Assignment |
Below are the records; output them exactly from the first line through the line with "such as <point>491,239</point>", stopping there.

Information shown |
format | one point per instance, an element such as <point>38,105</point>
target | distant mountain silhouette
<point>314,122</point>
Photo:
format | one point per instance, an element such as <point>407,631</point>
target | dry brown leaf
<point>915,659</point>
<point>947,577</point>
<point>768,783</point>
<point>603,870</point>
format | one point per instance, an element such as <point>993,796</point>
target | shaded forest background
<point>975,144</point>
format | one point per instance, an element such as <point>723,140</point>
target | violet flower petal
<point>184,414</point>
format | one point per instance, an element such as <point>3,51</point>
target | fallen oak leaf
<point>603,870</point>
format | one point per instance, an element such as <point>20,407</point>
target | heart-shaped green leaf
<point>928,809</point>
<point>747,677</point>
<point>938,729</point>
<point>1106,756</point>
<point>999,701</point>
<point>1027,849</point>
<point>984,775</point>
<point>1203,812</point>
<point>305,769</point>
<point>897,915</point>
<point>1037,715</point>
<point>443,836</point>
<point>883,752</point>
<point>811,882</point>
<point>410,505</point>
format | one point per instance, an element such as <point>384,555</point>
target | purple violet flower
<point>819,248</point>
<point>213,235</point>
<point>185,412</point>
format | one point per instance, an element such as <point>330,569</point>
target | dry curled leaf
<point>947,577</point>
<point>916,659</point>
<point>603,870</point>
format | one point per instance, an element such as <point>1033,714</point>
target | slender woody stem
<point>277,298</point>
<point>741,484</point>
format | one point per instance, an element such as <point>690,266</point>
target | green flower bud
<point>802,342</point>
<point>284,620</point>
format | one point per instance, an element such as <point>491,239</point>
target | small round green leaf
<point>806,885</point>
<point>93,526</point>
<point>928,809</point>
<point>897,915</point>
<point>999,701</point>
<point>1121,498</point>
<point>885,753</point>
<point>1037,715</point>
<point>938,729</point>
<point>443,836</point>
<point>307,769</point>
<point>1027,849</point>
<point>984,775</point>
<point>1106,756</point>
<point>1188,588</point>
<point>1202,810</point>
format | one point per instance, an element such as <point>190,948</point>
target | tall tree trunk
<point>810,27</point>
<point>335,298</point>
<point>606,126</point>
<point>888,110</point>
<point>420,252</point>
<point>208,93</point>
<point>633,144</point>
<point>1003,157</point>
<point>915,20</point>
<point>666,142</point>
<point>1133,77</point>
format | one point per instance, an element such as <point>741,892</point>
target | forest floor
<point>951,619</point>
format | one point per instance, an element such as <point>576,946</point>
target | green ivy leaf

Expected output |
format | one point per instance, an element such as <point>38,105</point>
target | distant mountain silhouette
<point>314,122</point>
Photo:
format | one point per instance, an element such as <point>407,631</point>
target | dry brown leaf
<point>915,659</point>
<point>947,577</point>
<point>768,783</point>
<point>603,870</point>
format | one point per instance, an element such as <point>993,796</point>
target | shaded forest background
<point>975,144</point>
format | one point per instance, an element such as <point>723,140</point>
target | violet flower petal
<point>184,414</point>
format | one point per instance, an element such as <point>3,51</point>
target | fallen oak leaf
<point>603,870</point>
format | one point per instance, an element such as <point>20,407</point>
target | heart-shaped green leaf
<point>928,809</point>
<point>747,677</point>
<point>938,729</point>
<point>1106,756</point>
<point>999,701</point>
<point>1027,849</point>
<point>984,775</point>
<point>1203,812</point>
<point>305,769</point>
<point>897,915</point>
<point>1037,715</point>
<point>443,836</point>
<point>883,752</point>
<point>811,882</point>
<point>410,505</point>
format | one point per instance, an element such as <point>384,555</point>
target | purple violet flower
<point>819,248</point>
<point>213,235</point>
<point>185,412</point>
format | one point per instance, an element such as <point>330,569</point>
target | dry curled leaf
<point>947,577</point>
<point>916,659</point>
<point>603,870</point>
format | one point per instance, an element such as <point>1033,714</point>
target | slender woody stem
<point>277,298</point>
<point>741,484</point>
format | one point per instance, an element such as <point>690,266</point>
target | green flower bud
<point>802,342</point>
<point>284,620</point>
format | one point per instance, an element such as <point>491,239</point>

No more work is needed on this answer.